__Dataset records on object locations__
===============

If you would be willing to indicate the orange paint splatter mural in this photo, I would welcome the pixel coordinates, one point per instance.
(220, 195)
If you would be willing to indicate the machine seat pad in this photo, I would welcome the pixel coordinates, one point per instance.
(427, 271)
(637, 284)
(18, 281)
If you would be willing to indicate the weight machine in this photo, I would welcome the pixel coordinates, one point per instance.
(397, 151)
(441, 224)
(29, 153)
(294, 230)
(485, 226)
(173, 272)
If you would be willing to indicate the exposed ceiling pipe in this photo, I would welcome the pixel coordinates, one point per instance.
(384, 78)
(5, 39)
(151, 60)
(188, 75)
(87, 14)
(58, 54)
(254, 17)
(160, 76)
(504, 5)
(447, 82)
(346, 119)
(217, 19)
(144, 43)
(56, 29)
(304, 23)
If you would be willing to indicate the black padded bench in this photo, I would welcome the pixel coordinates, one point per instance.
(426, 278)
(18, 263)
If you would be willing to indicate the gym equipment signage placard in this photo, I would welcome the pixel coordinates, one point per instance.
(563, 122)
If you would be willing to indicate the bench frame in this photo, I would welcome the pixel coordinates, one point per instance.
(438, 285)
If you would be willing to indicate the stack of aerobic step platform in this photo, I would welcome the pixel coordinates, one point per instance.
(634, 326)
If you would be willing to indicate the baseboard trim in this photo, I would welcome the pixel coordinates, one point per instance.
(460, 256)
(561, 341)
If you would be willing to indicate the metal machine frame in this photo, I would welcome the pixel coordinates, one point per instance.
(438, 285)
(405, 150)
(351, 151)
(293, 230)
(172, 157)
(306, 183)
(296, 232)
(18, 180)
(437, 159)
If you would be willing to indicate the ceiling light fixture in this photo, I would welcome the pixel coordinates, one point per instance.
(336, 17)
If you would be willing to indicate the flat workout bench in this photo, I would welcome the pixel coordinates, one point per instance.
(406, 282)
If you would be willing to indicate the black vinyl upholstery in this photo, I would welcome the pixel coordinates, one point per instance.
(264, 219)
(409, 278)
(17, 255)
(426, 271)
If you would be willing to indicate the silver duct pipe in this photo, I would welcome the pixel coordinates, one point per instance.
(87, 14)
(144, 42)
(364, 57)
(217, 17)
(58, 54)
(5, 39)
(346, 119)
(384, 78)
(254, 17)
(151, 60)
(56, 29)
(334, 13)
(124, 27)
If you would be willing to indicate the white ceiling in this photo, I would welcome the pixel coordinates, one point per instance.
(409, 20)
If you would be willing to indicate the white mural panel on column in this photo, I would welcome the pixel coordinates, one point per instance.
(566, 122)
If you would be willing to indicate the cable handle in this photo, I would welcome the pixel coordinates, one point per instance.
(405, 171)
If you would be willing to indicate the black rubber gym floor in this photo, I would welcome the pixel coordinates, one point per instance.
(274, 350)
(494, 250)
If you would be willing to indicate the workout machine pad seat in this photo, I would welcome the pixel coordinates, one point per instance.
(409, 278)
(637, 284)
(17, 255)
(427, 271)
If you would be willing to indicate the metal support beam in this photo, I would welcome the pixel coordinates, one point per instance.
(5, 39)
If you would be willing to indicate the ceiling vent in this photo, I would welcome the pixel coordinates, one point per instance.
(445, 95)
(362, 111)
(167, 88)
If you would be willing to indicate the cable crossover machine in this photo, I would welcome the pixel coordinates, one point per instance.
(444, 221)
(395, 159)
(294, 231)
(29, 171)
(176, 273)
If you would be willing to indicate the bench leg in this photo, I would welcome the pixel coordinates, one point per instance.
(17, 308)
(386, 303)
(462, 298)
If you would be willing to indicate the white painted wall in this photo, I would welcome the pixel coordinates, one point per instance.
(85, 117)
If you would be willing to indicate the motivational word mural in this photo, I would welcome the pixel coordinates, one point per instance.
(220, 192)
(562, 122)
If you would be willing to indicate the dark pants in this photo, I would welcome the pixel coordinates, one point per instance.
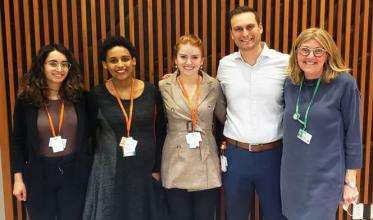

===============

__Exercise details__
Please pull out every line of the material above that contains the word "seat" and copy each of those lines unchanged.

__Result below__
If you would be willing to indicate the machine seat pad in this photo, I would welcome the pixel coordinates, one point per instance.
If you would be willing to indicate the workout machine pad seat in this photo, I would welcome the pixel coordinates, one point per instance.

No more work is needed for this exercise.